▶ _Source extract_:
===
# Pics of some of my latest prototypes...



## lenny (Feb 29, 2000)

Including the first body I'm doing for the Magnatraction chassis, the IMSA Camaro...

Some of these need a little work yet but all should be ready to send to the factory by the end of the month.

More pics of other prototypes will be posted in the next few days...

I hope to have all these in stock in the next 3 to 6 months.

Dan


----------



## 1976Cordoba (Sep 20, 2000)

The Camaro for the X-Trac should be a solid hit. Is that a Karman Ghia in that one shot?

'doba


----------



## lenny (Feb 29, 2000)

1976Cordoba said:


> The Camaro for the X-Trac should be a solid hit. Is that a Karman Ghia in that one shot?
> 
> 'doba


yup...


----------



## ParkRNDL (Mar 20, 2002)

Just saw them on the Yahoo board too. Very exciting stuff! Can't wait for the K-G and the Galaxies and the Pantera you mentioned too...

Oh, and I just picked up an Avanti, a Hot Rod and a Super Mod at the Bob Beers show in NY. Very nice stuff!

--rick


----------



## SwamperGene (Dec 1, 2003)

Cool!


----------



## scooter72167 (Dec 9, 2005)

lenny said:


> Including the first body I'm doing for the Magnatraction chassis, the IMSA Camaro...
> 
> This is what I have been waiting for (New stuff for the Magnatraction).
> 
> ...


----------



## lenny (Feb 29, 2000)

scooter72167 said:


> What happened to the McLaren GTR that was in your future projects? Is that going to happen?
> 
> Evan


I had to scale it up because it was too small. But that part is done and all I can say is that I might be able to squeeze it in this year. 

Dan


----------



## buzzinhornet (Jan 20, 2000)

Nice Dan. You're on a roll... 

GP


----------



## noddaz (Aug 6, 1999)

Sign me up for a few of those..
Esp. the Ghia...


----------



## micyou03 (Apr 8, 2003)

The Karman Ghia and Camaro are awsome.
===
▶ _Given data_:

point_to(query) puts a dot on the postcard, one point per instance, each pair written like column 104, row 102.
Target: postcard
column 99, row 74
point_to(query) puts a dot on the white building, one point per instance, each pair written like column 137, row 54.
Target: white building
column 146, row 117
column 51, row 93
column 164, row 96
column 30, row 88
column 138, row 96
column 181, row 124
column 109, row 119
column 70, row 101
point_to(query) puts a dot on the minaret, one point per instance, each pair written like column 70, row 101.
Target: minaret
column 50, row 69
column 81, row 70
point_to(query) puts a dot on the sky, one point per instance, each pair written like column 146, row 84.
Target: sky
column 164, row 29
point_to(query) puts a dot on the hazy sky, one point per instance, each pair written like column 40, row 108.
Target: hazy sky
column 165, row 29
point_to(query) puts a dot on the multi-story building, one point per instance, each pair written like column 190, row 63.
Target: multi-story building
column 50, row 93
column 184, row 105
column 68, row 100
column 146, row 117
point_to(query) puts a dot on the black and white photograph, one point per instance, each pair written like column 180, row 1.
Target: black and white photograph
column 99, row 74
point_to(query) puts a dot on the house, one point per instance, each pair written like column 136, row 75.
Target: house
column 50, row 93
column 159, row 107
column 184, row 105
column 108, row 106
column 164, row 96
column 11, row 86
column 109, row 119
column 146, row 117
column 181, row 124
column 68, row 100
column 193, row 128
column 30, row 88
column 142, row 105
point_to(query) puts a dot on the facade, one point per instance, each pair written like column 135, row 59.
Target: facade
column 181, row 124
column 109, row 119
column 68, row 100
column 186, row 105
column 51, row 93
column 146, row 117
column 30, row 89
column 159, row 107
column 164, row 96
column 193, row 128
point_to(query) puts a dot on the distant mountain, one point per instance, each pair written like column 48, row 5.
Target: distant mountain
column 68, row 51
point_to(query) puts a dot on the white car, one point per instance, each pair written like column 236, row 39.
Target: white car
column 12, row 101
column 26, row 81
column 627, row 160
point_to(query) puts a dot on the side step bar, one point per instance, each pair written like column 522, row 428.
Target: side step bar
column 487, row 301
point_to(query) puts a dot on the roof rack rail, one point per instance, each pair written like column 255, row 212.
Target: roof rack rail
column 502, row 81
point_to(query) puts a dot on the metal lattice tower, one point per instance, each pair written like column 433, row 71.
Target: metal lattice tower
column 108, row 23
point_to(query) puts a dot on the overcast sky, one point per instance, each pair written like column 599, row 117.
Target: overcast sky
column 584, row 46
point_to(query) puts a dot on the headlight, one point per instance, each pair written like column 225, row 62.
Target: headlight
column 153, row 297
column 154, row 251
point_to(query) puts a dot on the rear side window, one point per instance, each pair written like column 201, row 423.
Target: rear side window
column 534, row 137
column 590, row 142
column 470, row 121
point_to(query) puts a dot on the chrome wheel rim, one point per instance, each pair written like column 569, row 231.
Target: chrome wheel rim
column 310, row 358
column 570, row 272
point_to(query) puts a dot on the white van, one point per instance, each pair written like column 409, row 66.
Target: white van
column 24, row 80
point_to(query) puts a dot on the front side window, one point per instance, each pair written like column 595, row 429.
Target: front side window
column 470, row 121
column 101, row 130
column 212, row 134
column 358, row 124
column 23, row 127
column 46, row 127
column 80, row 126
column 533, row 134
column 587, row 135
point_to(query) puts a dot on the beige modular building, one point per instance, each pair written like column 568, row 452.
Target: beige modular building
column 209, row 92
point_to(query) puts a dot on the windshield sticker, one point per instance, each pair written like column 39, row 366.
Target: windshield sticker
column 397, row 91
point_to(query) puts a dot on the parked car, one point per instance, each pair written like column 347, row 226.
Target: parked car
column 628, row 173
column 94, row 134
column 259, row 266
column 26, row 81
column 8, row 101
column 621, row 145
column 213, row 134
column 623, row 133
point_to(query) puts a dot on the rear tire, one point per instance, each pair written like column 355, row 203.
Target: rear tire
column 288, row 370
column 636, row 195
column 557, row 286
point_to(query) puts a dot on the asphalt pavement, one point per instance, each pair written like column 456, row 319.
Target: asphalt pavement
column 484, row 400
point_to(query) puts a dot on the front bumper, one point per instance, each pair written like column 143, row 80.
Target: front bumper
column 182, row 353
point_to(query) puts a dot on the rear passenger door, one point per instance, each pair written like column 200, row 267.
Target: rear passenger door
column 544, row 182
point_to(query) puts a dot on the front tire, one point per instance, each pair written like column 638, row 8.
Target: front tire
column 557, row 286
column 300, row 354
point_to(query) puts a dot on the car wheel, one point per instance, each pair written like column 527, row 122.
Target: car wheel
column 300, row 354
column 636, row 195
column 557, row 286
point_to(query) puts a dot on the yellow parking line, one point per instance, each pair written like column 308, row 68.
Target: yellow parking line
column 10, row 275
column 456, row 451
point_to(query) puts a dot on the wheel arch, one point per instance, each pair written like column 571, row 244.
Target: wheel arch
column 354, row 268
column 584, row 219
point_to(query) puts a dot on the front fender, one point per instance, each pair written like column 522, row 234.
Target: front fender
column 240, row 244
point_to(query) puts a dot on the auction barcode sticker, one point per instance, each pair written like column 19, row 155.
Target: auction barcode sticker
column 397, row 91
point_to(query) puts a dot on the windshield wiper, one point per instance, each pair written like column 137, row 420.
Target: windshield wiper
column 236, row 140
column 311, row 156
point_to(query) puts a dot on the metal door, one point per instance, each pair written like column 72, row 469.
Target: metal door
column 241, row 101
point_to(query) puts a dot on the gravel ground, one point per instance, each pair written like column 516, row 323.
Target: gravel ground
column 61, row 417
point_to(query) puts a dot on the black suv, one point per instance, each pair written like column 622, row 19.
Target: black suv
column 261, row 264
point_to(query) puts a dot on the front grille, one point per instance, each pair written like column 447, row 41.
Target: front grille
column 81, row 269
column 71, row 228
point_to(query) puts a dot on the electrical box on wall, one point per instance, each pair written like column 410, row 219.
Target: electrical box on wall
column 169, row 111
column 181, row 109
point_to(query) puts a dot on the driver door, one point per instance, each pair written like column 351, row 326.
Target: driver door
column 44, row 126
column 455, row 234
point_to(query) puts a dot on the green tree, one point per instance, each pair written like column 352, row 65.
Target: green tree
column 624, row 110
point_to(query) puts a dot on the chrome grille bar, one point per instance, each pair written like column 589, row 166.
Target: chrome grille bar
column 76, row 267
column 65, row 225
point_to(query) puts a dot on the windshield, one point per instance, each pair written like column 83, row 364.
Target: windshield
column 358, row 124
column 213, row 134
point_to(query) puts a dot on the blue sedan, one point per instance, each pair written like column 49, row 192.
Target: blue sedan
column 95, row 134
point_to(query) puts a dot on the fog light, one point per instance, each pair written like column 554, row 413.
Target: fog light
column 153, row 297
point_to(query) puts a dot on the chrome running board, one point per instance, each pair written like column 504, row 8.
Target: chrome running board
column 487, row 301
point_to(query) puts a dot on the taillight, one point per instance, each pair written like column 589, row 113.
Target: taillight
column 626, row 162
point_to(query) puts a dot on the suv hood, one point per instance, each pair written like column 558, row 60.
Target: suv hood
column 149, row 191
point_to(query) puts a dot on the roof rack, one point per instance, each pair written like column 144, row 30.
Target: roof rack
===
▶ _Job 1_: List the usernames of all the members who post in the prototypes thread, in the order each first appears.
▶ _Job 2_: Resume the prototypes thread after its final post with one or more new replies in the same forum style.

▶ _Response 1_: lenny, 1976Cordoba, ParkRNDL, SwamperGene, scooter72167, buzzinhornet, noddaz, micyou03

▶ _Response 2_:
----------



## Montoya1 (May 14, 2004)

lenny said:


> I had to scale it up because it was too small. But that part is done and all I can say is that I might be able to squeeze it in this year.
> 
> Dan


For which chassis?


----------



## dtomol (Mar 30, 2005)

At one time you had a picture of an Olds 442 are you going to mproduce this?


----------



## lenny (Feb 29, 2000)

dtomol said:


> At one time you had a picture of an Olds 442 are you going to mproduce this?


 Yes. Look for it early next year.

Dan


----------



## Montoya1 (May 14, 2004)

lenny said:


> I had to scale it up because it was too small. But that part is done and all I can say is that I might be able to squeeze it in this year.
> 
> Dan


Will it be a road going version or decaled? I love the race versions.


----------



## buzzinhornet (Jan 20, 2000)

lenny said:


> I had to scale it up because it was too small. But that part is done and all I can say is that I might be able to squeeze it in this year.
> 
> Dan


Start squeezin'!  
Seriously, I hope you get around to producing this. It should be a big hit. 

GP


----------



## sethndaddy (Dec 4, 2004)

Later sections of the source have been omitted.